▶ **Written exercise A**:
Set down the dataset entries that follow the contract excerpt below, line for line and without the pictures.

1.5 "BOARD" means the board of directors of the Corporation.
1.6 "CHANGE IN CONTROL" shall apply if the Corporation, or any subsidiary bank
at which the Executive is employed, is merged with or acquired by another
financial institution, or undergoes any other change in its corporate
structure as follows:
(i) any "person," including a "group" as determined in accordance with
the Section 13(d)(3) of the Securities Exchange Act of 1934 (the
"Exchange Act"), but excluding a retirement plan qualified under
Section 401 of the Internal Revenue Code (and excluding any person or
group which currently owns Corporation stock at the date of this
Agreement), is or becomes the beneficial owner, directly or
indirectly, of securities of the Corporation representing 51% or more
of the combined voting power of the Corporation's then outstanding
securities, or of the outstanding securities of the subsidiary bank
at which the Executive is employed;
(ii) as a result of, or in connection with, any tender offer or exchange
offer, merger or other business combination, sale of assets or
contested election, or any combination of the foregoing transactions
(a "Transaction"), the persons who were directors of the Corporation
before the Transaction shall cease to constitute a majority of the
Board of Directors of the Corporation or any successor to the
Corporation;
(iii) the Corporation (or the subsidiary bank at which the Executive is
employed) is merged or consolidated with another corporation and as a
result of the merger or consolidation less than 80% of the
outstanding voting securities of the surviving or resulting
corporation shall then be owned in the aggregate by the former
stockholders of the Corporation (or the subsidiary bank at which the
Executive is employed), excluding stockholders who are (a) a party to
the merger or consolidation within the meaning of the Exchange Act,
or (b) an affiliate of such party;
(iv) a tender offer or exchange offer is made and consummated for the
ownership of securities of the Corporation (or the subsidiary bank at
which the Executive is employed) representing 51% or more of the
combined voting power of the Corporation's (or the subsidiary bank at
which the Executive is employed) then outstanding voting securities;
or
(v) the Corporation (or the subsidiary bank at which the Executive is
employed) transfers substantially all of its assets to another
corporation which is not a wholly-owned subsidiary of the
Corporation.

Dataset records
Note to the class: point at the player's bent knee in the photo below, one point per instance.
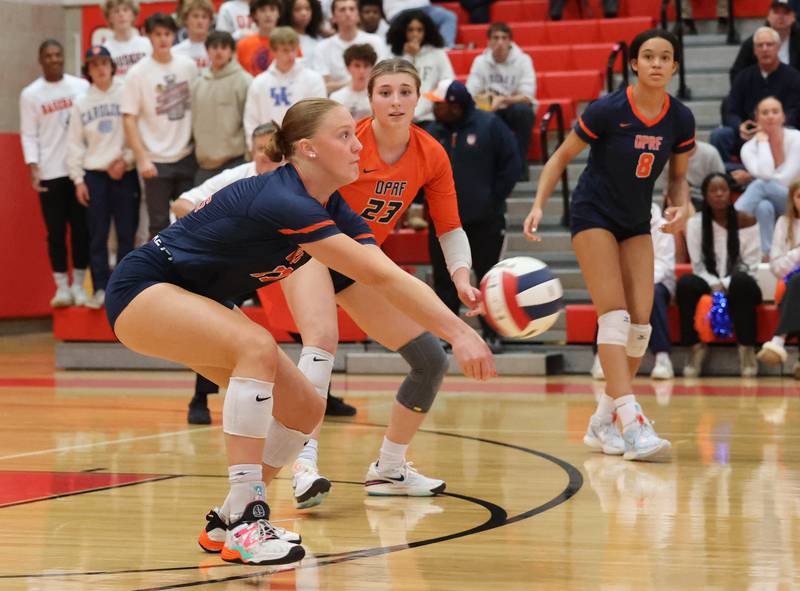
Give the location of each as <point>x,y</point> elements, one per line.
<point>429,365</point>
<point>638,339</point>
<point>247,407</point>
<point>613,328</point>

▶ **Written exercise B**:
Please translate this sentence from the contract excerpt into Spanish: "'BOARD' means the board of directors of the Corporation."

▶ **Full solution A**:
Note to the class: point at the player's bent knee in the photo below, one point per instance.
Give the location of each as <point>x,y</point> elements, one per line.
<point>429,365</point>
<point>638,339</point>
<point>247,407</point>
<point>613,328</point>

▶ **Full solution B**:
«CONSEJO» significa el consejo de administración de la Corporación.